■ Aim ■
Please change "thickest" to "widest" in the part of the entries below that opens with the line containing "like x=5 y=238." and closes with the line containing "Target: bridge roadway". Give back only those lines, with nothing else altered.

■ Available data ■
==========
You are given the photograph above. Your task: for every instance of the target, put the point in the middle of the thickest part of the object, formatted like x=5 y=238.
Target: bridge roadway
==========
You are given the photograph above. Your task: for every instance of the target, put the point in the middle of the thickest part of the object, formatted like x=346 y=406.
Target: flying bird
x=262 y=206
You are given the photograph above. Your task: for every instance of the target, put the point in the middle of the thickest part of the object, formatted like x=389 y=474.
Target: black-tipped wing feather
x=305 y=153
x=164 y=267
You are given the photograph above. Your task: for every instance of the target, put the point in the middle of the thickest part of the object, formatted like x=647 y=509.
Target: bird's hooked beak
==========
■ Answer to the task ■
You are given the photograph above. Your task: for every instance of the target, put the point in the middle of the widest part of the object, formatted like x=5 y=238.
Target: bridge roadway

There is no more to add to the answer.